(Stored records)

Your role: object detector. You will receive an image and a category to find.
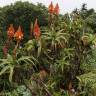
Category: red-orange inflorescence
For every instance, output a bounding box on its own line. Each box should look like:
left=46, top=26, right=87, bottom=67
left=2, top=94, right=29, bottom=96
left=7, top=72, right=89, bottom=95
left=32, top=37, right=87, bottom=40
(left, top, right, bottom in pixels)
left=33, top=19, right=41, bottom=39
left=54, top=3, right=59, bottom=15
left=48, top=2, right=54, bottom=14
left=7, top=24, right=15, bottom=39
left=14, top=26, right=24, bottom=41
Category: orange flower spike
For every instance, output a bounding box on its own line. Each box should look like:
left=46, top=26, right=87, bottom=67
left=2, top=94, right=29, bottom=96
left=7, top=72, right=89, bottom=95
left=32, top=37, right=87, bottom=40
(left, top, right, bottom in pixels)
left=48, top=2, right=54, bottom=14
left=14, top=26, right=23, bottom=41
left=33, top=19, right=41, bottom=39
left=7, top=24, right=15, bottom=39
left=54, top=3, right=60, bottom=15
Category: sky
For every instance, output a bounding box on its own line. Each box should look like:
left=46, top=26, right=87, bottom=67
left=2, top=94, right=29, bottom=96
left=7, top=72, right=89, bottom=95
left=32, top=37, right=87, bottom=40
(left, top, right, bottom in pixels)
left=0, top=0, right=96, bottom=14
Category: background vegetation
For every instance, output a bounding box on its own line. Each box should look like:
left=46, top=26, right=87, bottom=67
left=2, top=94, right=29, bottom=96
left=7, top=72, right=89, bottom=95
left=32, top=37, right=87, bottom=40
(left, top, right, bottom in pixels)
left=0, top=2, right=96, bottom=96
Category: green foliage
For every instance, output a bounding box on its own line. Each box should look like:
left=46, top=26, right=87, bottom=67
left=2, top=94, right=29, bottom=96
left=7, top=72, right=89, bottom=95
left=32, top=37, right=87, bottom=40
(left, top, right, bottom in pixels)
left=0, top=1, right=96, bottom=96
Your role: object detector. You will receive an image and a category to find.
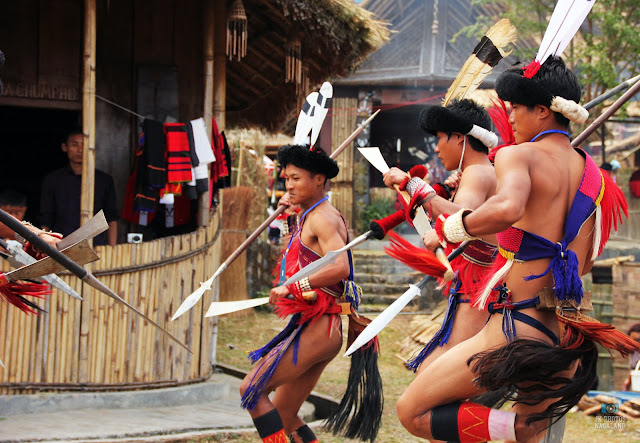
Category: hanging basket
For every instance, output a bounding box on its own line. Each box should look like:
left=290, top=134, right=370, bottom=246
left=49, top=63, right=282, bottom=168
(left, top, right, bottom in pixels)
left=227, top=0, right=247, bottom=61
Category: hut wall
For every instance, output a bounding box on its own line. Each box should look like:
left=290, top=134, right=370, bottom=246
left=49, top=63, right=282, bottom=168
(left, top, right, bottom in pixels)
left=331, top=97, right=358, bottom=229
left=0, top=214, right=221, bottom=394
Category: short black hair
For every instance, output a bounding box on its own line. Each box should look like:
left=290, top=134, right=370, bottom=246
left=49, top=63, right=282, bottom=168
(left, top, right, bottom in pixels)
left=496, top=56, right=582, bottom=127
left=420, top=99, right=493, bottom=154
left=0, top=189, right=27, bottom=206
left=278, top=145, right=340, bottom=180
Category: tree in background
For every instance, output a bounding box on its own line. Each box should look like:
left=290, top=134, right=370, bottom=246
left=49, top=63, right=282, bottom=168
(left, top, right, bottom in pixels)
left=458, top=0, right=640, bottom=112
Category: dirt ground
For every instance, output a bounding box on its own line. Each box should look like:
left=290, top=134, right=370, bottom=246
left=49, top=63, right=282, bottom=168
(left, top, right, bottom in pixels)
left=216, top=312, right=640, bottom=443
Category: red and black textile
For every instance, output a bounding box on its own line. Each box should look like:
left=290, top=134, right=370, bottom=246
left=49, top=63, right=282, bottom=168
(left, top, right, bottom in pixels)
left=121, top=119, right=167, bottom=223
left=164, top=123, right=192, bottom=183
left=142, top=119, right=167, bottom=189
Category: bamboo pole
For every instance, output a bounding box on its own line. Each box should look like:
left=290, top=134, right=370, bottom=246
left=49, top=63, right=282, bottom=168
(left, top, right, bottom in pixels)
left=80, top=0, right=96, bottom=229
left=79, top=0, right=96, bottom=382
left=198, top=1, right=215, bottom=226
left=213, top=1, right=227, bottom=131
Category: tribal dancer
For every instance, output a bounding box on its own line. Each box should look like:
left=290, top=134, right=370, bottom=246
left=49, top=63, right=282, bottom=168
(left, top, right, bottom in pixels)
left=240, top=145, right=382, bottom=442
left=397, top=56, right=638, bottom=442
left=384, top=99, right=498, bottom=373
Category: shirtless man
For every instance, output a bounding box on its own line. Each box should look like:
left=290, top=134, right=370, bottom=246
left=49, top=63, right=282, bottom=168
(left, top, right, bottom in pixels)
left=384, top=100, right=497, bottom=373
left=397, top=57, right=629, bottom=442
left=240, top=146, right=380, bottom=443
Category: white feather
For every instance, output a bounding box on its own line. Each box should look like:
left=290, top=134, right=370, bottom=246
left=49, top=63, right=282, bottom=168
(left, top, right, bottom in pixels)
left=536, top=0, right=596, bottom=64
left=293, top=92, right=318, bottom=145
left=310, top=82, right=333, bottom=145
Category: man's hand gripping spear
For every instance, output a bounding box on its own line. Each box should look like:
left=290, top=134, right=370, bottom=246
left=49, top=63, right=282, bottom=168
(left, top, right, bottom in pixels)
left=171, top=110, right=380, bottom=321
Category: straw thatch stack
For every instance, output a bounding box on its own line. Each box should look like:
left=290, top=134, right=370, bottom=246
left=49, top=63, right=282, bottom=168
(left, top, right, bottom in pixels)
left=396, top=299, right=447, bottom=363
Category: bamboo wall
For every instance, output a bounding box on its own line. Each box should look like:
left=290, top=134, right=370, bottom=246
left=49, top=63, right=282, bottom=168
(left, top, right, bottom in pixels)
left=0, top=214, right=221, bottom=394
left=331, top=97, right=358, bottom=229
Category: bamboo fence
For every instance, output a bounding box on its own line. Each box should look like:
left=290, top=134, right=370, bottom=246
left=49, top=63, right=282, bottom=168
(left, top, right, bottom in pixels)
left=0, top=206, right=221, bottom=395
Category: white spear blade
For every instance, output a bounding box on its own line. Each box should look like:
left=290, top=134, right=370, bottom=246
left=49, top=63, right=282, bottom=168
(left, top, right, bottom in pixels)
left=293, top=92, right=318, bottom=145
left=171, top=263, right=227, bottom=321
left=358, top=148, right=389, bottom=174
left=205, top=297, right=269, bottom=317
left=310, top=82, right=333, bottom=146
left=282, top=231, right=373, bottom=286
left=344, top=285, right=420, bottom=357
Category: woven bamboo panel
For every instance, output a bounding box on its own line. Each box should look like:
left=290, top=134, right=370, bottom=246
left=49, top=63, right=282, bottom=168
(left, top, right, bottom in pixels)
left=0, top=214, right=221, bottom=395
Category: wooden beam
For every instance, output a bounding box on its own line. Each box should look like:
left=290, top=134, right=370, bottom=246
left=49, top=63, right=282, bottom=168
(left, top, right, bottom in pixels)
left=78, top=0, right=96, bottom=383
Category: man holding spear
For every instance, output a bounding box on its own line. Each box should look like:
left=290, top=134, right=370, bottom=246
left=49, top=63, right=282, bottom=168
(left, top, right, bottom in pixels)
left=384, top=99, right=498, bottom=372
left=240, top=145, right=382, bottom=443
left=397, top=53, right=638, bottom=442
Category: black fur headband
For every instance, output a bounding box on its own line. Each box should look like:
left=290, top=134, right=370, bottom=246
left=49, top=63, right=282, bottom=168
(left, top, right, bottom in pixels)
left=420, top=106, right=473, bottom=135
left=278, top=145, right=340, bottom=179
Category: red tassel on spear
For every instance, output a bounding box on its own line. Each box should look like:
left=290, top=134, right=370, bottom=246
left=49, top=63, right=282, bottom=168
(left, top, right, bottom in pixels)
left=0, top=274, right=51, bottom=315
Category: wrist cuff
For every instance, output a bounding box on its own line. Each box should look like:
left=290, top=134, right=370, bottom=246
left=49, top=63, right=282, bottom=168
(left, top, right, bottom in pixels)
left=442, top=209, right=476, bottom=243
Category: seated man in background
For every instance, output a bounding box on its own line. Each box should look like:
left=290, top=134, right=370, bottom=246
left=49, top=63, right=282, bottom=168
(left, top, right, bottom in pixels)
left=40, top=127, right=118, bottom=246
left=0, top=189, right=27, bottom=240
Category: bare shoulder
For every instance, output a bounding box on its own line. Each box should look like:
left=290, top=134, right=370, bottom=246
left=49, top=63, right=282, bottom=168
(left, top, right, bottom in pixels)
left=462, top=165, right=496, bottom=180
left=495, top=142, right=535, bottom=163
left=307, top=203, right=345, bottom=237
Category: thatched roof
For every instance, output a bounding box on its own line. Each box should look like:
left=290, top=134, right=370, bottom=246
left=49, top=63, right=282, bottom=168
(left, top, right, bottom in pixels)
left=337, top=0, right=529, bottom=88
left=227, top=0, right=388, bottom=130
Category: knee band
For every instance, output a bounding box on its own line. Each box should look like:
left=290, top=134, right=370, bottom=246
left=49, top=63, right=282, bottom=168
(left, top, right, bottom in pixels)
left=431, top=402, right=516, bottom=443
left=253, top=409, right=287, bottom=443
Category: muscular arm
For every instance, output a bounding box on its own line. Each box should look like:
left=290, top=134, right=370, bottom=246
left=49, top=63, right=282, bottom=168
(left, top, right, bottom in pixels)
left=464, top=146, right=531, bottom=236
left=425, top=166, right=493, bottom=219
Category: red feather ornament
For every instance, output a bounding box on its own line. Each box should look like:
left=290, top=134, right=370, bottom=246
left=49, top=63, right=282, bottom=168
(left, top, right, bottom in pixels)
left=598, top=171, right=629, bottom=255
left=384, top=231, right=447, bottom=278
left=0, top=274, right=51, bottom=314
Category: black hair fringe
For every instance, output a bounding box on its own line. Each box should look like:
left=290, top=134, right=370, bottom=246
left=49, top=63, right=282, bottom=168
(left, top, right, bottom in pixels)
left=325, top=316, right=384, bottom=441
left=467, top=339, right=598, bottom=424
left=326, top=346, right=384, bottom=441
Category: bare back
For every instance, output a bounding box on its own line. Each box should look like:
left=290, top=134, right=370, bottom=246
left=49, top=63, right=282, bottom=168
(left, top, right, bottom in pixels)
left=506, top=134, right=595, bottom=301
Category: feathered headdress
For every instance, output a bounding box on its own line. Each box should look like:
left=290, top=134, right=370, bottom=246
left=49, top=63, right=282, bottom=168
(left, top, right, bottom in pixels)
left=442, top=18, right=518, bottom=106
left=496, top=0, right=595, bottom=123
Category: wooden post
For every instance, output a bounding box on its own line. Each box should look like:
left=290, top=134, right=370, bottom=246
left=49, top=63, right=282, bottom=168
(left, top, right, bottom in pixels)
left=80, top=0, right=96, bottom=236
left=78, top=0, right=96, bottom=383
left=198, top=0, right=219, bottom=226
left=213, top=1, right=227, bottom=131
left=210, top=0, right=231, bottom=366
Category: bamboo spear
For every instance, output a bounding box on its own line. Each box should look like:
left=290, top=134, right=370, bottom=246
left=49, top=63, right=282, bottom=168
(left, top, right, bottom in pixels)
left=0, top=209, right=191, bottom=352
left=571, top=81, right=640, bottom=146
left=171, top=109, right=380, bottom=321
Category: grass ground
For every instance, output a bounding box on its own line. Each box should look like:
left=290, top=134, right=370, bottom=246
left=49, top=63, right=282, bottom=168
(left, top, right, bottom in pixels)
left=216, top=312, right=640, bottom=443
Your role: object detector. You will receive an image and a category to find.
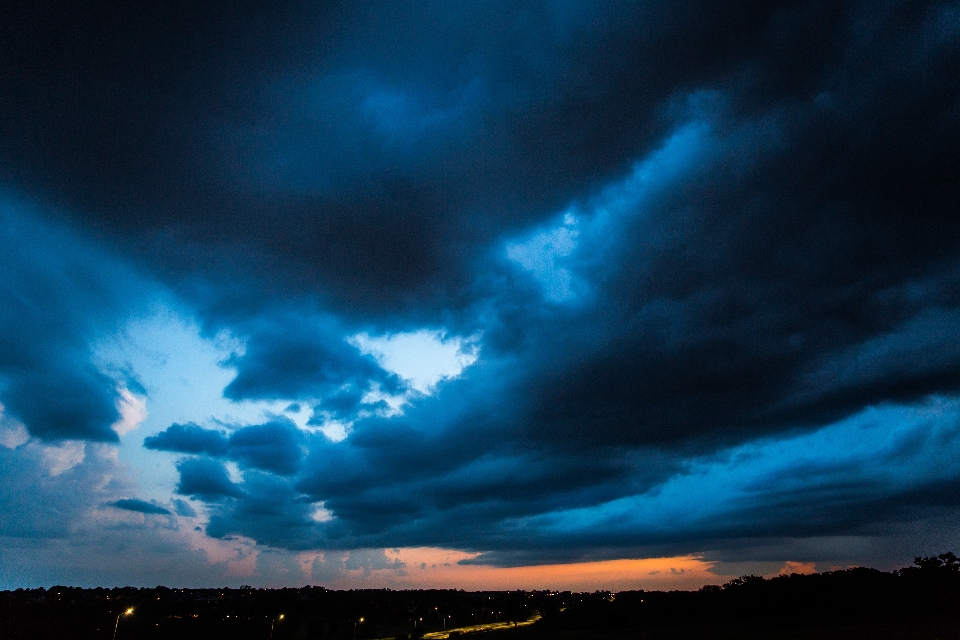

■ TASK DIRECTIONS:
Copy the data from its start through the line with "left=14, top=26, right=24, bottom=41", switching "inflorescence" to "flower cluster" and keeping everything else the same. Leave the pictures out.

■ EXERCISE ANSWER:
Your role: object detector. You will receive an image and a category to find.
Category: red-orange flower cluster
For every instance, output a bounding box on its own line. Each box should look like:
left=46, top=26, right=87, bottom=67
left=2, top=94, right=29, bottom=96
left=7, top=72, right=89, bottom=95
left=32, top=37, right=87, bottom=40
(left, top, right, bottom in pixels)
left=33, top=19, right=41, bottom=39
left=54, top=3, right=59, bottom=15
left=48, top=2, right=54, bottom=14
left=7, top=24, right=15, bottom=39
left=14, top=26, right=24, bottom=41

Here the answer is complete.